## BEGIN GIVEN DATA

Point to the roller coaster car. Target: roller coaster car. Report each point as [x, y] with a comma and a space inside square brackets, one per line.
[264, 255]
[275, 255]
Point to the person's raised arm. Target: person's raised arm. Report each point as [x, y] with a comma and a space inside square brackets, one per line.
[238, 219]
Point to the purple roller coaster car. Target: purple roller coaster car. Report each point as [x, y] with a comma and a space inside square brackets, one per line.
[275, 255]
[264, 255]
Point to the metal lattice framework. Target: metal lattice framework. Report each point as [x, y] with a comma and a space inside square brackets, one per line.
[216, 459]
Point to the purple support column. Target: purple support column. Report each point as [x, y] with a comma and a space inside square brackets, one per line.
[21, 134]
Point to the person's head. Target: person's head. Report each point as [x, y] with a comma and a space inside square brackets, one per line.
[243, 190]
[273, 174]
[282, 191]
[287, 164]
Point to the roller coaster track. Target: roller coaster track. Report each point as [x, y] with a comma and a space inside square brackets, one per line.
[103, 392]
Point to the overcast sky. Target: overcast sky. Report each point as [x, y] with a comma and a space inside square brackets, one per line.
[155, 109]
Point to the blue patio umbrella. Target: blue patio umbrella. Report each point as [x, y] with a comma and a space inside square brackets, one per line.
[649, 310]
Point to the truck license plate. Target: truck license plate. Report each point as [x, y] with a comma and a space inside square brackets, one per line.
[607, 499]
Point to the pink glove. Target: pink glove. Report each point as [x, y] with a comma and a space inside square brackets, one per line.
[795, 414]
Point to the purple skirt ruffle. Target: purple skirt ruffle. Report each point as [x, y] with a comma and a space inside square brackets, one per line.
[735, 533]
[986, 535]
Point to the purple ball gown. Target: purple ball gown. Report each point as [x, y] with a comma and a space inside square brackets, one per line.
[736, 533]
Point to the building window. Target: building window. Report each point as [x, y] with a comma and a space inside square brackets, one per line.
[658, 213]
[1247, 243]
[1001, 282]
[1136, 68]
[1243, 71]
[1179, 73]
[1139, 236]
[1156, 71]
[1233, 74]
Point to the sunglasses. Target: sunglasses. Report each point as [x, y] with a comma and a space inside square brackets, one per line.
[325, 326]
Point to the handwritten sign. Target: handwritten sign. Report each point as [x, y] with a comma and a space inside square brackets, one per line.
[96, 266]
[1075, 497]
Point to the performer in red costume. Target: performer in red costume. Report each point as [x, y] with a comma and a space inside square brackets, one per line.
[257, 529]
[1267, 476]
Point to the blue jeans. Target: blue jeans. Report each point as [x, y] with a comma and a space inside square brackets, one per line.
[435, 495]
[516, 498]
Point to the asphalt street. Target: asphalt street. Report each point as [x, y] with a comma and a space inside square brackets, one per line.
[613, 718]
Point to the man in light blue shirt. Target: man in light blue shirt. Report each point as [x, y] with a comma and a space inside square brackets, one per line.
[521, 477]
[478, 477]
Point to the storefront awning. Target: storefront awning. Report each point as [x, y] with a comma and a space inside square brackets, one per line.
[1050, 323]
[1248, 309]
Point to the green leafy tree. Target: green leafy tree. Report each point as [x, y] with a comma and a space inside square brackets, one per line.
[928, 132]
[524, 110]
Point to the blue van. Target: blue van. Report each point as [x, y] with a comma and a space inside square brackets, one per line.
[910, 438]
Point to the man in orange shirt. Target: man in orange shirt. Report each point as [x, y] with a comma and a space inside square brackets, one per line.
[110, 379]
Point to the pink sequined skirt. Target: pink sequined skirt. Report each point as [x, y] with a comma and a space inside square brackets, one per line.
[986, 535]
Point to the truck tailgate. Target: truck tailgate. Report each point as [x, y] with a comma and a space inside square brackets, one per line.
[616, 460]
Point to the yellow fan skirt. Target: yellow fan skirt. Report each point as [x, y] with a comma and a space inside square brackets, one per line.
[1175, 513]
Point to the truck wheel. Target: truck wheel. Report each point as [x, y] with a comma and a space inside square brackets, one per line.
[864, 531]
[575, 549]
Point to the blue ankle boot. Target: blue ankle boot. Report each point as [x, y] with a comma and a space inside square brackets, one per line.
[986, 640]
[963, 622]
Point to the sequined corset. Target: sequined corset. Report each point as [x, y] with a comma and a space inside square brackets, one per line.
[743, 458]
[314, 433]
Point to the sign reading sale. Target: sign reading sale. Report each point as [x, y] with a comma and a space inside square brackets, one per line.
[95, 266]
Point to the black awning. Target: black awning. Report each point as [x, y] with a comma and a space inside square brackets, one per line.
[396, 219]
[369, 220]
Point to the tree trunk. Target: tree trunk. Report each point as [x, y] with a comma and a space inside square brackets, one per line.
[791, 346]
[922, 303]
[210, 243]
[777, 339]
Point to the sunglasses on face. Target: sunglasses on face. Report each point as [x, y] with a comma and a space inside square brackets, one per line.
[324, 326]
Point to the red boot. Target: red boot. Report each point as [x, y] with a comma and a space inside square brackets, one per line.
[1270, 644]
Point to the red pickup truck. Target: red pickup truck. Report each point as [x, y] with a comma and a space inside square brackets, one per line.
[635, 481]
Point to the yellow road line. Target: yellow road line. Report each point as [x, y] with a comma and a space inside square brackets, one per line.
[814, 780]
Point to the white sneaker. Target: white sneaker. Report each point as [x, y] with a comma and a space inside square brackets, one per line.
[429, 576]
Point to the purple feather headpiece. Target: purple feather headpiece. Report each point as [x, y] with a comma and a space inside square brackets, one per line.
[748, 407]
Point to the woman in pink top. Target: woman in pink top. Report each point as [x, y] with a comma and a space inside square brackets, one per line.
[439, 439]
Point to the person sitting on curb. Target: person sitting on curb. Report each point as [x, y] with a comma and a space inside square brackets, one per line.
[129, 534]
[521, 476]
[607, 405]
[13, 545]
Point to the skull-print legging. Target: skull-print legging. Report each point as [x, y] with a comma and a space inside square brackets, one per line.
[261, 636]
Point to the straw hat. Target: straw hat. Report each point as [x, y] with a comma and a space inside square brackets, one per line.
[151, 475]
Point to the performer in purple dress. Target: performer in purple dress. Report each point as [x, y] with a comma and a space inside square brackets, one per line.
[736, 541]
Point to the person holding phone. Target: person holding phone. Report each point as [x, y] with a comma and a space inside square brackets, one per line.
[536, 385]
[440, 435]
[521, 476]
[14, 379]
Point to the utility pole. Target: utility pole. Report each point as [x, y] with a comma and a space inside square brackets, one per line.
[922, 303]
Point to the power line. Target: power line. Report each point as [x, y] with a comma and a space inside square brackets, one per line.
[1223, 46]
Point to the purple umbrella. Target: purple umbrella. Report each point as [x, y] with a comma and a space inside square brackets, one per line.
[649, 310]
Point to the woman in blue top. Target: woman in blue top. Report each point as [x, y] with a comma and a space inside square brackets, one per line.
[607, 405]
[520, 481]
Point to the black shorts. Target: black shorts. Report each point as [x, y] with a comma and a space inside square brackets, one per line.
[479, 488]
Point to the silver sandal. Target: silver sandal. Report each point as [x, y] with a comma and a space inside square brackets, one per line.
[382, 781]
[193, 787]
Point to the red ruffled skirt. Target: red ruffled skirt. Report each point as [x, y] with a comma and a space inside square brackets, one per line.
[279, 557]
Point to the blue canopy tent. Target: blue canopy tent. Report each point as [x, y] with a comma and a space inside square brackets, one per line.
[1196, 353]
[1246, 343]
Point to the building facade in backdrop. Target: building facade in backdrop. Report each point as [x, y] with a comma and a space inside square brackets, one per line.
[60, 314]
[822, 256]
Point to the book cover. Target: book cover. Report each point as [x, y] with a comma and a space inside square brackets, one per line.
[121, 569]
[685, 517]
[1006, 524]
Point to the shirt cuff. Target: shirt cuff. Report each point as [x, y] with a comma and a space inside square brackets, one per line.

## END GIVEN DATA

▶ _INSTRUCTIONS TO FOLLOW_:
Give the listing above again, word for word.

▶ _RESULT BELOW_:
Point to the roller coaster car. Target: roller coaster car. Report each point as [x, y] with a comma and a space inside square brackets, one per line.
[264, 255]
[275, 255]
Point to the person's raised arm. Target: person's raised arm. Report each point as [x, y] with a comma and a space inside square brackets, one per line.
[238, 219]
Point to the purple roller coaster car. Target: purple roller coaster car. Report each point as [x, y] with a comma and a space inside square brackets, one per line.
[275, 255]
[264, 255]
Point to the metal lattice framework. Target: metal lattice framework. Report each point as [x, y] with a comma and a space inside square brackets, one per line.
[216, 459]
Point to the purple support column. Target: purple support column. Report each point as [x, y] with a comma and a space inside square brackets, one per line.
[21, 134]
Point to the person's head. Target: person's head. Report each point as [x, y] with a comma and a space inside square brackets, one per line.
[243, 190]
[273, 174]
[282, 191]
[287, 164]
Point to the roller coaster track. Target: roller coaster track. Report each point as [x, y] with a comma and a space inside square brackets, one per line.
[103, 392]
Point to the overcast sky. Target: overcast sky. Report each point as [x, y] with a comma and a space inside square brackets, one per line.
[155, 109]
Point to the blue patio umbrella. Target: blue patio umbrella. Report each point as [x, y] with a comma and a space inside square brackets, one per line.
[649, 310]
Point to the truck license plate. Target: truck license plate. Report each point as [x, y] with a comma and a space inside square brackets, one per line.
[607, 499]
Point to the pink glove. Target: pink glove. Report each point as [x, y] with a comma and a space inside square brackets, one per line.
[795, 414]
Point to the purple skirt ruffle. Target: purple skirt ruffle. Report each point as [x, y] with a comma and a space inside square brackets, one per line.
[735, 533]
[986, 535]
Point to the purple ball gown. Target: purple ball gown. Report each point as [x, y] with a comma and a space inside square brackets, one per line.
[736, 533]
Point to the building window. Target: building window. Report each point as [x, y] with a comma and a space inside square brackets, one per line.
[658, 213]
[1247, 243]
[1001, 282]
[1136, 68]
[1243, 71]
[1179, 73]
[1139, 236]
[1156, 71]
[1233, 74]
Point to the sunglasses. Target: sunglasses. Report each point as [x, y] with a comma and a space inside square brackets, one per line.
[325, 326]
Point to the handwritten sign. Target: handwritten sign. Report each point as [x, y] with a comma and a space inside square brackets, one per line.
[96, 266]
[1075, 497]
Point to the performer in red costume. Target: performer in red costume. Report each point as [x, y] with a comma and a space inside square brackets, one per line.
[257, 529]
[1267, 476]
Point to the blue jeans. Target: blue jeans. Report each point as [x, y] with a comma and a space inside square brackets, one per line.
[435, 495]
[516, 498]
Point to the asphalt street. Target: asphalt street. Report each point as [x, y] with a comma and a space inside square brackets, one per line.
[613, 718]
Point to the man in light blue shirt. Target: man in light blue shirt. Report each point as [x, y] with a comma and a space inside square brackets, one per line.
[521, 477]
[478, 477]
Point to the storefront awning. Target: storefront awning. Report each point as [x, y] with a comma and a space inside square brackets, one per line.
[1050, 323]
[1248, 309]
Point to the green leafy tree. Target: green leafy tree. Report each point as [x, y] with a comma and a space inside square brackets, one per line.
[928, 132]
[524, 110]
Point to the blue van. Target: blue van. Report each point as [x, y] with a comma and a space inside square brackets, one per line.
[910, 438]
Point to the man in orange shirt. Target: man in orange shirt. Report each point as [x, y] with a comma and a space inside square brackets, one per line.
[110, 379]
Point to the pink sequined skirt. Target: pink sequined skirt. Report each point as [x, y] with a comma and a space inside square brackets, one per line.
[986, 535]
Point to the truck tailgate. Target: truck tailgate. Report each point as [x, y] with a comma and a space inside square brackets, one per line.
[616, 460]
Point to the yellow fan skirt. Target: yellow fan skirt. Report each point as [x, y] with a comma and a space inside square brackets, one per line.
[1175, 513]
Point to the truck wheel. Target: truck wheel. Report each point as [x, y] with a comma and a space inside square brackets, one per line.
[864, 531]
[575, 549]
Point to the blue ankle boot. Target: blue ankle boot. Report each point as [x, y] with a comma and a space inside square brackets, one per line.
[986, 640]
[963, 622]
Point to the sequined corset. Target: sequined corset. Report each point as [x, y] with a comma and a space inside square brackets, one per line.
[743, 458]
[314, 433]
Point to the sign reading sale. Target: sign reading sale. Report each point as [x, y] with a comma and a space inside square brackets, one per line.
[95, 266]
Point to the black awning. Target: black awning. Report each point as [x, y] with a comma and a space inside square brackets, one per line.
[396, 219]
[369, 220]
Point to the tree trunk. Target: tree trunk. Report each point as [x, y] with a comma and a space inside square brackets, one per line.
[791, 346]
[922, 303]
[210, 243]
[777, 339]
Point to the sunglasses on face. Target: sunglasses on face. Report each point as [x, y] with a comma and a space inside square brackets, one per line.
[324, 326]
Point to the red boot. Target: red boot. Report each point as [x, y] with a comma and a space inside square brackets, one per line.
[1270, 644]
Point to the red pickup truck. Target: red pickup truck. Report each point as [x, y] with a comma and a space inside square brackets, one per line.
[635, 481]
Point to the yellow road line. Target: yellow road line. Report each point as [x, y] with a comma and a space inside square brackets, one per line.
[814, 780]
Point to the white sneaker. Target: white sneaker. Report each point as [x, y] with a comma and a space inside square brackets, one per line.
[429, 576]
Point to the purple feather headpiece. Target: purple feather headpiece. Report each point as [x, y] with a comma and a space inside square brackets, one per line.
[748, 407]
Point to the woman in pink top. Target: woman in pink top. Report each point as [x, y] with a comma and a space inside square brackets, one per line.
[439, 439]
Point to the person sitting on curb. Target: person sitting on curb. Report each point as [x, y] with a comma and a space inside square brackets, one per line.
[129, 534]
[521, 476]
[607, 405]
[13, 545]
Point to the skull-print legging. Target: skull-print legging. Report each point as [x, y] with a comma and a space inside square brackets, one per line.
[261, 636]
Point to the straw hat. Target: straw hat. Report each point as [x, y] with a comma and a space inside square brackets, one per line.
[151, 475]
Point to the performer in purple dress. Target: performer in purple dress. Report each point as [x, y] with a comma and a space inside square brackets, one per line.
[736, 541]
Point to the person holding phone. Target: person holding phone. Report each point as [x, y] with a comma and a space inside square brackets, one per line.
[536, 385]
[440, 435]
[521, 476]
[14, 379]
Point to the utility pole. Target: utility pole. Report each point as [x, y] with a comma and a space inside square brackets, one per line.
[922, 303]
Point to the power line. Target: power line. Report each point as [x, y] with a comma and a space inside square brackets, one per line.
[1223, 46]
Point to the purple umbrella. Target: purple umbrella. Report each point as [x, y] with a comma and a space inside square brackets, one per line.
[649, 310]
Point to the woman in blue top. Target: woman in blue top. Report each point as [x, y] with a comma and a space inside square brackets, one per line.
[607, 405]
[520, 481]
Point to the black shorts. Target: black shorts. Report each point as [x, y] with a comma and a space inside square brackets, one per line.
[479, 488]
Point to the silver sandal. Target: silver sandal. Report each point as [x, y] with a comma and a space inside square brackets, one per line.
[382, 781]
[193, 787]
Point to the red ruffled skirt. Target: red ruffled skirt. Report each point as [x, y] with a comma and a space inside square brackets, one per line.
[279, 557]
Point to the blue canopy tent. Target: blue canopy tent. Report each point as [x, y] with a comma and a space inside square brackets, one per line.
[1196, 353]
[1246, 343]
Point to the building facade in backdrop. Target: building facade in backdrop. Report each point as [x, y] with a comma and a space inside square brackets, one per line.
[60, 314]
[822, 256]
Point to the book cover. Target: book cover. Report each point as [x, y] with a comma and a space inside square brackets, one per line.
[121, 569]
[685, 517]
[1006, 524]
Point to the shirt cuff. Target: shirt cuff. Report each point as [x, y] with a comma and a space inside square brackets, one per line.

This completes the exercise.